→ **OBJECTIVE**: Select and copy every line below that contains the word "distant". Treat uppercase and lowercase as different.

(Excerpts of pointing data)
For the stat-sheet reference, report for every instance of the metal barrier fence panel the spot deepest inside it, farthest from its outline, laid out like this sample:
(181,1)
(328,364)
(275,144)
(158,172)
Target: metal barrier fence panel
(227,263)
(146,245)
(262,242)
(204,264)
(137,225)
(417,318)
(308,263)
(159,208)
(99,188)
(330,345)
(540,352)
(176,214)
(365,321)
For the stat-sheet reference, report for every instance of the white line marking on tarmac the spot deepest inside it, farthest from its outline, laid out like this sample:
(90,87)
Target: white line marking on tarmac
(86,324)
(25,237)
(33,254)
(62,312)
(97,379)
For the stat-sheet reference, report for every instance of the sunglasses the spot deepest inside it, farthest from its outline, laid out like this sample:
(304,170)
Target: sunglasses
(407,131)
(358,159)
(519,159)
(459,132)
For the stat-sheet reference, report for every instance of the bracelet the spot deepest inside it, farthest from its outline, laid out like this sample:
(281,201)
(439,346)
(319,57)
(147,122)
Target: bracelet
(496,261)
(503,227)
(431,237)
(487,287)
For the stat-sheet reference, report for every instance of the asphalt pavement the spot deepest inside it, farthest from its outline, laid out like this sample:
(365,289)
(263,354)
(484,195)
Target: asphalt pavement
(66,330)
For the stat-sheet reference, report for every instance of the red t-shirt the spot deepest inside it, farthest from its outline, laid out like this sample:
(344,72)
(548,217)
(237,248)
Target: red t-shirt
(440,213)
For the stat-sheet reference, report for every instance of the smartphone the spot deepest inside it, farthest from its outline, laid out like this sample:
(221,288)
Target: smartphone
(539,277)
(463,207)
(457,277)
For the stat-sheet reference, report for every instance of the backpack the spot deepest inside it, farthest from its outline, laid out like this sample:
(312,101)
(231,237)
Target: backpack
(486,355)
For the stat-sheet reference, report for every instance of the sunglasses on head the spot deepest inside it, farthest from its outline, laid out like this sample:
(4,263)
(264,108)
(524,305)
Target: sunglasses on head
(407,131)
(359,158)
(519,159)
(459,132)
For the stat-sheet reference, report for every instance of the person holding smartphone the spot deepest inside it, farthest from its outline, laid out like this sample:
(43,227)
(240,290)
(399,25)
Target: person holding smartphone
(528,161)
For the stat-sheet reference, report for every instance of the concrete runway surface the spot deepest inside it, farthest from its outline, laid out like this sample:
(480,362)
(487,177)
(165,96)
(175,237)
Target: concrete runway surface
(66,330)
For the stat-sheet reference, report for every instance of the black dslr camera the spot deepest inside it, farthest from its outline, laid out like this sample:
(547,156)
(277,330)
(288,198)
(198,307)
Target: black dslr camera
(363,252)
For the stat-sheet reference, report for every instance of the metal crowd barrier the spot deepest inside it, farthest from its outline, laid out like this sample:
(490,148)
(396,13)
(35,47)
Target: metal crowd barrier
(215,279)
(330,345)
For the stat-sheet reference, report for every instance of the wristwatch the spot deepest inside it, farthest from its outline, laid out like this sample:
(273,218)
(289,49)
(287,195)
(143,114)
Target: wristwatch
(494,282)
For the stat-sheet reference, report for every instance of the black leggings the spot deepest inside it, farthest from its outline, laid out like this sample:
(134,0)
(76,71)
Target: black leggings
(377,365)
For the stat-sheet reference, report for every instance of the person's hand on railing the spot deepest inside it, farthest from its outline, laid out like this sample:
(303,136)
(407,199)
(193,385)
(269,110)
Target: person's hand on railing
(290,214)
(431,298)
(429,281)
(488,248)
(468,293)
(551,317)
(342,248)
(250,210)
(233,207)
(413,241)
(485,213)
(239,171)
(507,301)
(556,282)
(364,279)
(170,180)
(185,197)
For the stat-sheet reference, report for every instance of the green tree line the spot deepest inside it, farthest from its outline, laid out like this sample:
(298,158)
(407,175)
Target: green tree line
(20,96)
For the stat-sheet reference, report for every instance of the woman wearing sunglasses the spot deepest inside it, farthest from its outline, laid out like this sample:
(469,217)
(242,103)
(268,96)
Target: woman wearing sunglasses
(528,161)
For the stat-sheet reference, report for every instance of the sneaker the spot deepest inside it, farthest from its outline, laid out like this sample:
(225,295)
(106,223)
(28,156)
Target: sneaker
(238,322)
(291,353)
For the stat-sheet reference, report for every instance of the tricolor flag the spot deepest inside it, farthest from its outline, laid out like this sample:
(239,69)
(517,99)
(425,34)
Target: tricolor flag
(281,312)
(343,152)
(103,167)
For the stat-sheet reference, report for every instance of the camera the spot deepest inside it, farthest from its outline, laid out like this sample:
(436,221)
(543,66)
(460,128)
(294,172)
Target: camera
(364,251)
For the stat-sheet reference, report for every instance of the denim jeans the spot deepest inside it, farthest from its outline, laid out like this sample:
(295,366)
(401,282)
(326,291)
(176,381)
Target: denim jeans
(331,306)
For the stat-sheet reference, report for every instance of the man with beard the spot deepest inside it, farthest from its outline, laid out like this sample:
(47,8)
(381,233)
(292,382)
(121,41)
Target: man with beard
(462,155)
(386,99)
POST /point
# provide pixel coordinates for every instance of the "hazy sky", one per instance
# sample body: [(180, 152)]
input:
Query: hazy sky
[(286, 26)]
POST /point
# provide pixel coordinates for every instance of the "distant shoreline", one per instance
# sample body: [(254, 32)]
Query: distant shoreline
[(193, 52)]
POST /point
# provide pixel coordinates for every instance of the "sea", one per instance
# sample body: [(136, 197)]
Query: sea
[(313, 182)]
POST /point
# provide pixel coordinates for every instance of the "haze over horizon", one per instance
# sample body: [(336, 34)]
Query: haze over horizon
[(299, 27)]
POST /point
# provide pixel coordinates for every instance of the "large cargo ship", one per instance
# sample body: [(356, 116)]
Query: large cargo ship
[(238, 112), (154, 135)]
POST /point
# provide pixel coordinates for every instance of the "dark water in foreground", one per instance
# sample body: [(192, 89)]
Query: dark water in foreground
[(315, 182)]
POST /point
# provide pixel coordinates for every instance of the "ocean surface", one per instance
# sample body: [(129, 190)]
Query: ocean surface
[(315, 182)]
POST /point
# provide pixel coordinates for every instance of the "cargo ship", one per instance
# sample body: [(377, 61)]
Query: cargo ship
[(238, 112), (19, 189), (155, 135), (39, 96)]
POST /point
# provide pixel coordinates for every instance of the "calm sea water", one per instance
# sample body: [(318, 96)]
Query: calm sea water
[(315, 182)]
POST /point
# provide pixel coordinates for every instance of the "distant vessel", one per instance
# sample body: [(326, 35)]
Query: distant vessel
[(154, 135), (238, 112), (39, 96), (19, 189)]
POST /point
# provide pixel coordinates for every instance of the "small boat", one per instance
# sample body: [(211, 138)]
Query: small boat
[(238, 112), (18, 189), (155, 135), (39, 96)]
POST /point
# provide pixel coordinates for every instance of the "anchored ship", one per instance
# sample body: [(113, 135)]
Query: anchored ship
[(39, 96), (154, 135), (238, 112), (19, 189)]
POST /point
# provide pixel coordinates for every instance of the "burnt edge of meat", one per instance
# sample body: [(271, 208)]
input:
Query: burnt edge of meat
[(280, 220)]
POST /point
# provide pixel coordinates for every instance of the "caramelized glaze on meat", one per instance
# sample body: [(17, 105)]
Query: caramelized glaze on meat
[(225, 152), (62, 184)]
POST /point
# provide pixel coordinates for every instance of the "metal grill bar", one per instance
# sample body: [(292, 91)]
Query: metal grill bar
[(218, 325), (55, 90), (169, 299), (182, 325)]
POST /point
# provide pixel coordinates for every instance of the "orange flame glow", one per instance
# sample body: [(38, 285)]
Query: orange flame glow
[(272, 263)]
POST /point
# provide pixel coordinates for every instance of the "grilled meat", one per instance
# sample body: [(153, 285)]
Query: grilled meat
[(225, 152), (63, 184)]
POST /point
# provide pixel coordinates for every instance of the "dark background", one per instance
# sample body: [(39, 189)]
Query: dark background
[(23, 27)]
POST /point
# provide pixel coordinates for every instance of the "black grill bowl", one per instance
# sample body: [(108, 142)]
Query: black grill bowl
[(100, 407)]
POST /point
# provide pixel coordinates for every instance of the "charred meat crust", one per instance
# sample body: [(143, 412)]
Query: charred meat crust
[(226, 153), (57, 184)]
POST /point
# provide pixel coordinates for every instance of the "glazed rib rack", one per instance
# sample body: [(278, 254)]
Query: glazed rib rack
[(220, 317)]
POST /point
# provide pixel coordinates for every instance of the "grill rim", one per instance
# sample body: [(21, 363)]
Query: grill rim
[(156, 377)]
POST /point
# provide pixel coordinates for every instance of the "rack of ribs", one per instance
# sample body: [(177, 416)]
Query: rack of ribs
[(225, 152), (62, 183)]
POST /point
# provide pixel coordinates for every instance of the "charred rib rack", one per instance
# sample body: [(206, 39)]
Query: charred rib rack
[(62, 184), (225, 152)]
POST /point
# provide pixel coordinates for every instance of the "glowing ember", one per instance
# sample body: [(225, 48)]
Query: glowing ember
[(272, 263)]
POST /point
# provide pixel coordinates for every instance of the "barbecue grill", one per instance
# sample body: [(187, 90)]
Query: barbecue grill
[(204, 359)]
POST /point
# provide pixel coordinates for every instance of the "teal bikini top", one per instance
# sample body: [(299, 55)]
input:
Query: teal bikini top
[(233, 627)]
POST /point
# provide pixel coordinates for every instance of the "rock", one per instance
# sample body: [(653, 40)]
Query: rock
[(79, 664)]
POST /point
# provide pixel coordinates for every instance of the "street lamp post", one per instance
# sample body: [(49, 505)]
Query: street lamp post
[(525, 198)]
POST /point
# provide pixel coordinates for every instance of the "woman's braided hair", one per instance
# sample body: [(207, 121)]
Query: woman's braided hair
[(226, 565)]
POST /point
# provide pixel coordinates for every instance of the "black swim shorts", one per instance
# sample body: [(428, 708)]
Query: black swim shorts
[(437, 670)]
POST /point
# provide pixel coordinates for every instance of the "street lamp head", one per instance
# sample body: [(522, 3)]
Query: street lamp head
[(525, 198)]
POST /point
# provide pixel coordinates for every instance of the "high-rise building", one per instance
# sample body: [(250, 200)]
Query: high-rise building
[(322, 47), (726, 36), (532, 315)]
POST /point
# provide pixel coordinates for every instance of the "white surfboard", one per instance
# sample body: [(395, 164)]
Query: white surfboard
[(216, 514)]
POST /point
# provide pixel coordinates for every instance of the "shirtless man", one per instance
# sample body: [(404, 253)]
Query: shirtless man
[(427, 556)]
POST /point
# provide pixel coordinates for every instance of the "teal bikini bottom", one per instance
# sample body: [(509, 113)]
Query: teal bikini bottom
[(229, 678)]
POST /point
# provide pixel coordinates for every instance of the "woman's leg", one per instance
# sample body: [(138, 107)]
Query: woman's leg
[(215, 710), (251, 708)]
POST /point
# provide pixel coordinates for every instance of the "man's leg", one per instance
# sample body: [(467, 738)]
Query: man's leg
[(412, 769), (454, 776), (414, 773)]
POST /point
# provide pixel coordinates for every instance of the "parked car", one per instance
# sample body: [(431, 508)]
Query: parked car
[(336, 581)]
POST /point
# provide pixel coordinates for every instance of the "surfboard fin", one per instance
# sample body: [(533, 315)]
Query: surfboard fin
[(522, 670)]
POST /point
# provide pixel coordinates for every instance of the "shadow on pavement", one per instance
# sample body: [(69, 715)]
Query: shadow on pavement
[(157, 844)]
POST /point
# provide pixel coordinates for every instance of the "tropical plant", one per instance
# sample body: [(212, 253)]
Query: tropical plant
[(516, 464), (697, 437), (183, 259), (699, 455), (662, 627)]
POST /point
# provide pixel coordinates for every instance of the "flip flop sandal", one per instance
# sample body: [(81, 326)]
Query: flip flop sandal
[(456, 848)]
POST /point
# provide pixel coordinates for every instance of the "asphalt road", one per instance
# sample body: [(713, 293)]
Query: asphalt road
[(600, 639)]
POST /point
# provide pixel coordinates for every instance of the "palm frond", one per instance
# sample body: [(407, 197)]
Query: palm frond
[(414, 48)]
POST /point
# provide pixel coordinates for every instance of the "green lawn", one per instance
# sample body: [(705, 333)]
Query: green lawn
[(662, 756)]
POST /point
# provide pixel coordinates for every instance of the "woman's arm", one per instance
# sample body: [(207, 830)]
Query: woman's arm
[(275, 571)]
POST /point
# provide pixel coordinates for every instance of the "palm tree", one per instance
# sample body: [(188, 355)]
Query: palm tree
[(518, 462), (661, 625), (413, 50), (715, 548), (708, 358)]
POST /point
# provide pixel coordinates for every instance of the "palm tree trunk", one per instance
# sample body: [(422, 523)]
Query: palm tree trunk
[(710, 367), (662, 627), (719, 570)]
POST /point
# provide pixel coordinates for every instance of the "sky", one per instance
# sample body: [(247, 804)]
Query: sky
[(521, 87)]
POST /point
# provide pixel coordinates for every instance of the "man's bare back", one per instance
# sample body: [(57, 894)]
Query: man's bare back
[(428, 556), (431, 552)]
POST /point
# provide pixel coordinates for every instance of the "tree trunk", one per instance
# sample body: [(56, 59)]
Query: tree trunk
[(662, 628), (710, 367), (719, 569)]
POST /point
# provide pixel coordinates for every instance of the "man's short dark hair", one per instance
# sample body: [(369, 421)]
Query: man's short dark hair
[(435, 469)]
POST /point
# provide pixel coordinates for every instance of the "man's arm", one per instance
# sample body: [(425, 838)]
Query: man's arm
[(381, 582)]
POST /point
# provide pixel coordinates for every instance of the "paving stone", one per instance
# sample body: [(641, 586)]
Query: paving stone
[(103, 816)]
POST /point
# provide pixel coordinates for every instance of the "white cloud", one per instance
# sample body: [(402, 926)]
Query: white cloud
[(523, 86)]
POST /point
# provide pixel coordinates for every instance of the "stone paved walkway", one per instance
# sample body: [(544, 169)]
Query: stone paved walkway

→ **SOLUTION BELOW**:
# provide pixel coordinates for every instance of the "distant shoreline", one per instance
Query: distant shoreline
# provide pixel coordinates for every instance of the "distant vessel", one per instance
Query: distant vessel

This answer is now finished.